Outlier Detection using Cluster-based approach
Ms.Mayuri. A. Bhangare
Department of Computer Engineering
Department of Computer Engineering
Abstract—Outlier detection is a crucial task in data mining
which aims to detect an outlier from given data set. An outlier
is a data which appears to have inconsistent observation with
the remaining data. Outliers are generated because of improper
measurements, data entry errors or data arriving from various
sources than rest of the data. Outlier detection is the technique
which discovers such type of data from the given data set. Several
outlier detection techniques have been introduced which requires
input parameter from the user such as distance threshold, density
threshold, etc. However user needs to have prior knowledge.
The proposed work focuses on partitioning given data set into a
number of clusters and then outlier is detected from each cluster
by using the pruning technique. This work aims at noise removal
which will affect computational time and quality of clusters.
———
■ Task instructions
1) Render this sentence from the outlier detection abstract in Spanish: "The proposed work focuses on partitioning given data set into a number of clusters and then outlier is detected from each cluster by using the pruning technique."
2) Reproduce everything in the outlier detection abstract from "The proposed work" down to "quality of clusters.".
The listing that comes after the outlier detection abstract is drawn from a separate source.

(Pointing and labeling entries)
———
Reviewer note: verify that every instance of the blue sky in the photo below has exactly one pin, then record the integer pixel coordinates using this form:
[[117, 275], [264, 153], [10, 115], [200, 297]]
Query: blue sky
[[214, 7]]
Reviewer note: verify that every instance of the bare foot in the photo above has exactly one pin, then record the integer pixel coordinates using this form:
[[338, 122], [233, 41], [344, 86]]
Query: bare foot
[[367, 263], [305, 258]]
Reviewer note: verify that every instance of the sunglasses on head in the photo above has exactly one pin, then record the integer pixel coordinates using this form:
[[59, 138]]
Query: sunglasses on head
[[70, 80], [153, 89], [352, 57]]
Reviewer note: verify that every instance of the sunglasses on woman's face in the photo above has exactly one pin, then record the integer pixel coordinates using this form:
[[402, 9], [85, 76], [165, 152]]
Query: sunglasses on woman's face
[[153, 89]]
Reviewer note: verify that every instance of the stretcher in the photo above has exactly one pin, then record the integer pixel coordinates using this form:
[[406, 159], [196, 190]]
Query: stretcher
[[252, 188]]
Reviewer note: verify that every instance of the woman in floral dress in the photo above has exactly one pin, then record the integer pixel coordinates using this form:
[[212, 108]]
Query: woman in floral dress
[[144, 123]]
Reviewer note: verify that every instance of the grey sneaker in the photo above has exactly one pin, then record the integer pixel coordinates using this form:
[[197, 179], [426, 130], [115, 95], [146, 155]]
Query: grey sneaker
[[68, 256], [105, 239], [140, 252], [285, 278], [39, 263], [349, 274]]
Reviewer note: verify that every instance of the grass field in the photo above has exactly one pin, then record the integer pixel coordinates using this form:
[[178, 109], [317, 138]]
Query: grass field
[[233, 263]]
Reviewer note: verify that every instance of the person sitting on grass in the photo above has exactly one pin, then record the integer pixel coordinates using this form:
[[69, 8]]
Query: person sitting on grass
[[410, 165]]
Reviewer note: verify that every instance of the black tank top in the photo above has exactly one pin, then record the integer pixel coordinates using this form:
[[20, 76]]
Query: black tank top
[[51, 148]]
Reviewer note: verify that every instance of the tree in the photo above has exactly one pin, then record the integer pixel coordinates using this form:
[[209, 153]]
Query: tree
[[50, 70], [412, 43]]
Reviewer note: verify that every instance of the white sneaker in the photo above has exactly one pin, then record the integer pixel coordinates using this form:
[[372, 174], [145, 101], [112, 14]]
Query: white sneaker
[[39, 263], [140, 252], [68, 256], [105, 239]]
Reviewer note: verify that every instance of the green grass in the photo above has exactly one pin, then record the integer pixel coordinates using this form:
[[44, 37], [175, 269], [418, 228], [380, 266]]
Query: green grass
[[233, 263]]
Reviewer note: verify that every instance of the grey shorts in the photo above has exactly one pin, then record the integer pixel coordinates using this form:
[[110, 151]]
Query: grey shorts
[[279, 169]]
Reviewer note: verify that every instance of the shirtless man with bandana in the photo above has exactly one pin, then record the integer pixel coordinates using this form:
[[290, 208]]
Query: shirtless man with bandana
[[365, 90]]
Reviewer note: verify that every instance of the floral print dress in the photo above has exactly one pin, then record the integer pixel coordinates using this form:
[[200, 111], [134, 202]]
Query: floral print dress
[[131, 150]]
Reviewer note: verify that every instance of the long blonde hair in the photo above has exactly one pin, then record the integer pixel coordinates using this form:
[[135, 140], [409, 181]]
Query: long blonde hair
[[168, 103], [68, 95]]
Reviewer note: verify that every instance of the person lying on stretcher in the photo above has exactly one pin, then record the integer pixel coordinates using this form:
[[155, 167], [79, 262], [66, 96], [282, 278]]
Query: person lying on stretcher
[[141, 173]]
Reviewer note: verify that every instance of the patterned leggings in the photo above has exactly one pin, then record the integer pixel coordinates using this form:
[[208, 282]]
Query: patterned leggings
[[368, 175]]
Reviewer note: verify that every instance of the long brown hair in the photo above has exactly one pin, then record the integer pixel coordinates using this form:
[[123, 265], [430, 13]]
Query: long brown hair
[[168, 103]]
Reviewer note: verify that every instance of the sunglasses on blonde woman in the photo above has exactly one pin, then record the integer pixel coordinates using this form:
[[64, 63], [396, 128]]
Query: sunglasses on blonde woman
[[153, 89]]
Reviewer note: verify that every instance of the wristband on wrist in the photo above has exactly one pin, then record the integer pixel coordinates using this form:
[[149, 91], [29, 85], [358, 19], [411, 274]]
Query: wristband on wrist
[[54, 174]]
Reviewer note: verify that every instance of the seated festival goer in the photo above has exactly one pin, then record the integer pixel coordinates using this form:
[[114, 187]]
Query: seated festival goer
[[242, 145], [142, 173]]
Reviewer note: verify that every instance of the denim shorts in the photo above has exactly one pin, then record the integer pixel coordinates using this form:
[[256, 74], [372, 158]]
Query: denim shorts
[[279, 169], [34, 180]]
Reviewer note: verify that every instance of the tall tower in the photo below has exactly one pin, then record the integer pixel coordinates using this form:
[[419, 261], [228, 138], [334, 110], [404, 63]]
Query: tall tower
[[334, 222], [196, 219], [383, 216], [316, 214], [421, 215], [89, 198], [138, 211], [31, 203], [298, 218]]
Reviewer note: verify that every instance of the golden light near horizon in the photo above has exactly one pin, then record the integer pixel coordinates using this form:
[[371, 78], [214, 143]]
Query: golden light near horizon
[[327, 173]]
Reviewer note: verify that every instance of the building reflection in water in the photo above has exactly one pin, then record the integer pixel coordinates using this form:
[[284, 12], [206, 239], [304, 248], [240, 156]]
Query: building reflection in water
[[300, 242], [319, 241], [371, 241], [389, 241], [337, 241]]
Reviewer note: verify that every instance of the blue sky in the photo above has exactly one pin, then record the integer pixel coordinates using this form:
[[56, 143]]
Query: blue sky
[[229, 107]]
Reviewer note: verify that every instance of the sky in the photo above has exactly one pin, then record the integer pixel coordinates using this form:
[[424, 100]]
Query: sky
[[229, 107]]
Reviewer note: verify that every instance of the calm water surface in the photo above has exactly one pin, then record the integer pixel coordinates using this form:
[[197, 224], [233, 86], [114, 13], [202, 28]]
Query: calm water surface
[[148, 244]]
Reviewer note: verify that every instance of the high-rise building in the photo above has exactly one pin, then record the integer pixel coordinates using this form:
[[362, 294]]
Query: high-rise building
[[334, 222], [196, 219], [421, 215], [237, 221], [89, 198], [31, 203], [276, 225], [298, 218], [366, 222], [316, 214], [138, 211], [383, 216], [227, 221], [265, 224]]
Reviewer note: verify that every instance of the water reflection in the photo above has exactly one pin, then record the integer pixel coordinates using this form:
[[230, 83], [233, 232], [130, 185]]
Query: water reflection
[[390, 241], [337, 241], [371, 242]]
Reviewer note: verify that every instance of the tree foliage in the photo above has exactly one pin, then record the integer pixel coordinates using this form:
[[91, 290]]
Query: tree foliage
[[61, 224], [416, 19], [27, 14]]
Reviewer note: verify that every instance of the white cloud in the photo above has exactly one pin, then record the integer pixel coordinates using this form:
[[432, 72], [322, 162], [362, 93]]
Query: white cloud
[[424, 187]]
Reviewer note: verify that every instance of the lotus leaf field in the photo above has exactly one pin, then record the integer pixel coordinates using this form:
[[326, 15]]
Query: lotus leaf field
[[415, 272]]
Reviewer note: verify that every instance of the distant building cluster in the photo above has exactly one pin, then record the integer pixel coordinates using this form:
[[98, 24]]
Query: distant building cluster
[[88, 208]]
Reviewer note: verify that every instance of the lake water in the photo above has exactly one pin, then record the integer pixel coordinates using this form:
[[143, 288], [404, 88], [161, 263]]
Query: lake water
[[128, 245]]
———
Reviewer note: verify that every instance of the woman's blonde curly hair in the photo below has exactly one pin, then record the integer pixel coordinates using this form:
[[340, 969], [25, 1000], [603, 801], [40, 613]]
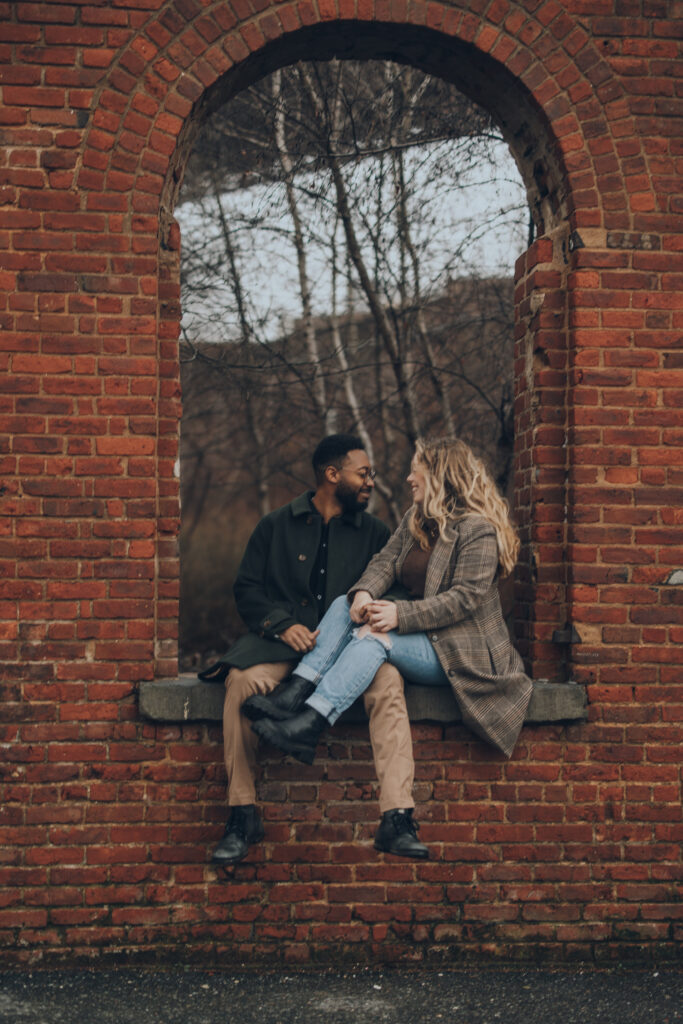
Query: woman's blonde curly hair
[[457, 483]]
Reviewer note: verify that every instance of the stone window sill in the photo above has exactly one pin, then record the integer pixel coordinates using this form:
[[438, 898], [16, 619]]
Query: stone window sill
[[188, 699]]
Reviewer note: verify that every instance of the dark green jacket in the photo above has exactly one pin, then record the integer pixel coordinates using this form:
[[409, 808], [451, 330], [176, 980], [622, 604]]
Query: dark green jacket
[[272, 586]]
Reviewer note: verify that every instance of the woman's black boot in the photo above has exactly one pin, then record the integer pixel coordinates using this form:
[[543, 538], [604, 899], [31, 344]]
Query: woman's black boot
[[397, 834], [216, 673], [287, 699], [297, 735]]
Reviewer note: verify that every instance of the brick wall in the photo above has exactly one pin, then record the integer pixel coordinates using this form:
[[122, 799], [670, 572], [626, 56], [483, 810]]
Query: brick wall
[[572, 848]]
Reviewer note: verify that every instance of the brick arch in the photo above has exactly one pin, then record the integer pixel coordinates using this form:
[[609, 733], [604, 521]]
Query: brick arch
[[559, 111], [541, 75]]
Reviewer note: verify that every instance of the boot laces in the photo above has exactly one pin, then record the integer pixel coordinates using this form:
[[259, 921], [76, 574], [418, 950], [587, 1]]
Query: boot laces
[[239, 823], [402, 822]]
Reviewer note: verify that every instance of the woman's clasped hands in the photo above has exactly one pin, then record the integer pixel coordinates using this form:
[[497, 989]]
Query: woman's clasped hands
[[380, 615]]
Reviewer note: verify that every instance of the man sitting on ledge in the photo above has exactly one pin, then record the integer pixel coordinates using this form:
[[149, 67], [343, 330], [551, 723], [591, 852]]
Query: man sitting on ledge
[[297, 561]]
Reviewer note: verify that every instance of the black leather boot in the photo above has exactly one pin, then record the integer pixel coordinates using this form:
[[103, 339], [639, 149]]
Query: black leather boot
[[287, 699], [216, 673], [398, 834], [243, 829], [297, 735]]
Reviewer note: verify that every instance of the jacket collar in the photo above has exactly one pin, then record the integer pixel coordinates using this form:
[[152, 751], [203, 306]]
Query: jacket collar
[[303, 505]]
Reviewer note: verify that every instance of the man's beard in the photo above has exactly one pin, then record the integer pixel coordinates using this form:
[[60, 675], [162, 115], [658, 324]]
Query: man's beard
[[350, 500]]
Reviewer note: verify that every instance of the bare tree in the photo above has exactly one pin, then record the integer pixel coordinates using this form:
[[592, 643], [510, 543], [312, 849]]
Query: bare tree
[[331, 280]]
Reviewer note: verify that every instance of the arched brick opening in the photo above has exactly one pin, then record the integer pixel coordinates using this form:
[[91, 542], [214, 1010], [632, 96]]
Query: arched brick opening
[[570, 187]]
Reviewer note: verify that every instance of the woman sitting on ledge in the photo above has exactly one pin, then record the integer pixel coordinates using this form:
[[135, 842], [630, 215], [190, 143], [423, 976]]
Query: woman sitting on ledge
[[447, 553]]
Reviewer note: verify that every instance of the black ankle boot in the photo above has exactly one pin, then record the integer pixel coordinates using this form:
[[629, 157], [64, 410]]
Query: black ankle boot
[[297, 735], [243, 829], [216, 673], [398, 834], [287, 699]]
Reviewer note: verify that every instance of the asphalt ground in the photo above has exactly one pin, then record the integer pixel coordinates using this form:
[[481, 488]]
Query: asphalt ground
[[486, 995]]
———
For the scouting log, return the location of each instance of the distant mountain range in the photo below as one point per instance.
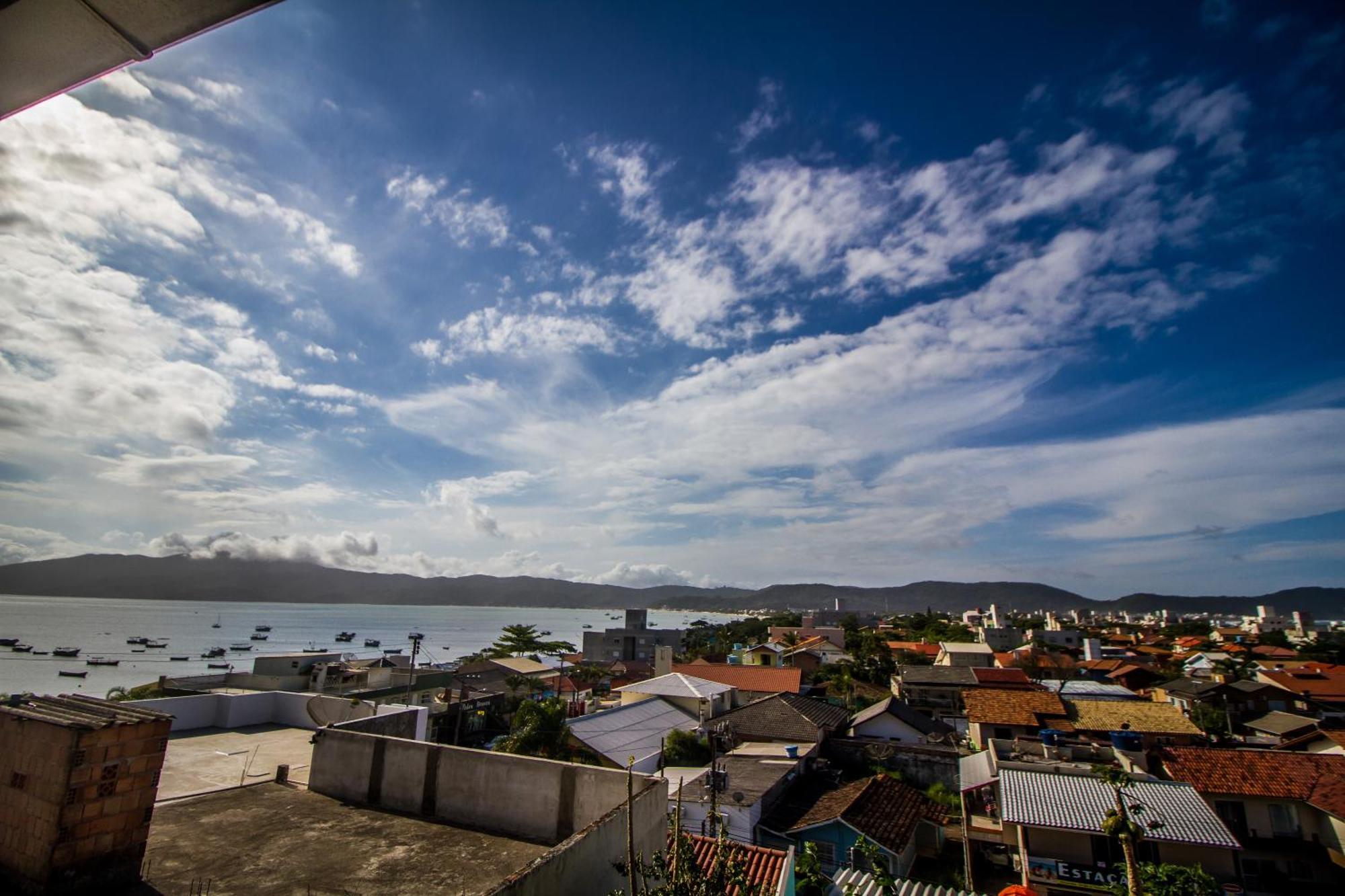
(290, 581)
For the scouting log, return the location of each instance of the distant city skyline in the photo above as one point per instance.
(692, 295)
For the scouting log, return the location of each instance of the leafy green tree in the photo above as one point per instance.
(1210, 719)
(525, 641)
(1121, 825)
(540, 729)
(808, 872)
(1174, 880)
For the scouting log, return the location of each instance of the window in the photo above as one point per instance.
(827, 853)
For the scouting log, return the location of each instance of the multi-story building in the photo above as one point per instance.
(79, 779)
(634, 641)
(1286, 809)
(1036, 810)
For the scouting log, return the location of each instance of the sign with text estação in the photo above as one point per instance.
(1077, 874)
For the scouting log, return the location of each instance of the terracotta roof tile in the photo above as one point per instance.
———
■ Task results
1) El trabajo propuesto se centra en dividir el conjunto de datos dado en varios clústeres y luego se detecta el valor atípico de cada clúster mediante la técnica de poda.

2)
The proposed work focuses on partitioning given data set into a
number of clusters and then outlier is detected from each cluster
by using the pruning technique. This work aims at noise removal
which will affect computational time and quality of clusters.